(RECORDS SHOWN)

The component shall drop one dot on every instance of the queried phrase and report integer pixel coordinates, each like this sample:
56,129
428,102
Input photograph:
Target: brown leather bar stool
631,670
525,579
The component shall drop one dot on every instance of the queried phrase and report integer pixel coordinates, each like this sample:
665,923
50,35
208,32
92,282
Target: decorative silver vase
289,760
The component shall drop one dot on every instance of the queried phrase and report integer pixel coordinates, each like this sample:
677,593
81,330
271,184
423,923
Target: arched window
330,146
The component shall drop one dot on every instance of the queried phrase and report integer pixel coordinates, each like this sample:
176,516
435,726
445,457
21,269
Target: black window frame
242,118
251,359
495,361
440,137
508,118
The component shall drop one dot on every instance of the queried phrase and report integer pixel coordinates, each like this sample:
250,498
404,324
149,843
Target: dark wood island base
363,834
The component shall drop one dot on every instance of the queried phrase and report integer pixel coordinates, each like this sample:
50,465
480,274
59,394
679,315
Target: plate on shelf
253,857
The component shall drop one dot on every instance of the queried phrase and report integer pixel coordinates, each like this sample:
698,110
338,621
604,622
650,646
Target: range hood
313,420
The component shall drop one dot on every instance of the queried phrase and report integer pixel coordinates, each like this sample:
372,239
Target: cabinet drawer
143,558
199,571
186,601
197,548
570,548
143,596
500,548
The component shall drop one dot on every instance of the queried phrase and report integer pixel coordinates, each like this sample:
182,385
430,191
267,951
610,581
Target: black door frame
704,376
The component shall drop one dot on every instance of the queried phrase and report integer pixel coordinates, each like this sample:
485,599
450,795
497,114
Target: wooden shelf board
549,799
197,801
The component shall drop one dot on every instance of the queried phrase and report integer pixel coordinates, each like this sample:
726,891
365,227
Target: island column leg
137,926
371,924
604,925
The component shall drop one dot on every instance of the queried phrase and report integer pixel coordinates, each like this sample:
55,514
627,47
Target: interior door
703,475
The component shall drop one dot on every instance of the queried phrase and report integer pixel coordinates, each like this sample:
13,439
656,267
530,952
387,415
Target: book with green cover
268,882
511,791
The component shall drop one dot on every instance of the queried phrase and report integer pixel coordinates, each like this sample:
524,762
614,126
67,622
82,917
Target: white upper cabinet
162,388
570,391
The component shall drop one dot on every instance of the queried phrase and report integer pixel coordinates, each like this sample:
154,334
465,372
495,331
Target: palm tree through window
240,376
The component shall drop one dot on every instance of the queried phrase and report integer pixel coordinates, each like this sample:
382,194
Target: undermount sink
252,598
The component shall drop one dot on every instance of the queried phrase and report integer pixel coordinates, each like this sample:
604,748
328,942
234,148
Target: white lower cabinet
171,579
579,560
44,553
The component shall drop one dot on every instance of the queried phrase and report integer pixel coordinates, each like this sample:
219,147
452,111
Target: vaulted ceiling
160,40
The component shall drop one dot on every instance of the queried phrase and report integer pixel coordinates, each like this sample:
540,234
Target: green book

(End RECORDS SHOWN)

ASSIGNMENT -> Print each record from the listing above exactly as it was given.

WRITTEN ANSWER ->
The component shall drop one dot on every instance of the queried phrase and report integer pixel coordinates, each like this sample:
56,129
428,102
Input photograph:
Target: brown leather bar stool
631,670
525,579
The component shall drop one dot on every instance of the queried phrase and report integer pixel coordinates, each like this sample:
665,923
50,35
208,32
92,282
Target: decorative silver vase
289,760
The component shall drop one dot on every instance of the queried phrase and report integer pixel coordinates, each like this sample:
677,593
81,330
271,184
423,923
Target: arched window
330,146
The component shall drop one dot on every instance of the queried phrase and report integer pixel coordinates, each like this sample:
176,516
435,726
445,457
21,269
Target: black window frame
242,118
251,359
495,361
440,137
508,118
The component shall drop one dot on every instance of the queried phrase and report integer pixel coordinates, each like this sample:
250,498
404,324
149,843
Target: dark wood island base
363,834
The component shall drop one dot on every instance of the queried phrase and report integer pixel coordinates, each like this sample:
50,465
480,274
59,394
679,315
Target: plate on shelf
253,857
The component shall drop one dot on every instance of the queried phrase and report integer pixel coordinates, each like this sample:
698,110
338,621
604,622
650,646
Target: range hood
313,420
The component shall drop one dot on every instance of the queried phrase and report integer pixel coordinates, each like this sample:
372,239
Target: cabinet drawer
143,558
199,571
186,601
197,548
570,548
143,596
500,548
The component shall drop one dot on every instance of the queried phrase and report integer pixel coordinates, each like this sample:
182,385
430,191
267,951
610,581
Target: black door frame
704,376
The component shall drop one dot on every instance of the queried phrase and report integer pixel coordinates, each like this sample:
485,599
450,795
497,114
Target: wooden shelf board
549,799
197,801
The component shall drop one dot on every instance of the queried phrase and report integer pixel coordinates, each like this sample:
726,891
365,227
Target: island column leg
137,926
371,924
604,925
The component shall drop one dot on every instance of the queried phrase and report integer pixel coordinates, each like this sample:
55,514
627,47
Target: interior door
703,475
The component shall drop one dot on every instance of the queried phrase and report integer pixel coordinates, each like this sample:
13,439
656,267
530,952
387,415
Target: book with green cover
268,882
511,791
The component shall drop one dot on every instance of the queried phrase and report integer pixel coordinates, each like this sample:
524,762
614,126
67,622
82,917
Target: white upper cabinet
162,388
570,391
The component shall drop one dot on every instance of the queried phrase and report integer pixel coordinates, each like this sample:
154,334
465,372
495,331
Target: palm tree through window
240,376
The component shall drop one dot on every instance of the queried phrase and report integer pixel coordinates, each like this sample:
382,194
Target: undermount sink
252,598
The component shall drop one dot on every instance of the queried phrase and report integer pixel coordinates, each like this sample:
604,748
328,942
234,148
Target: white lower cabinet
171,579
579,560
44,553
The component shall drop one dot on every instance of the queried phrase and report integer pixel coordinates, each like this sample:
219,147
452,111
Target: vaulted ceiling
160,40
The component shall drop one dot on every instance of the queried phrase and report integer pixel coordinates, each like this sample:
540,234
Target: green book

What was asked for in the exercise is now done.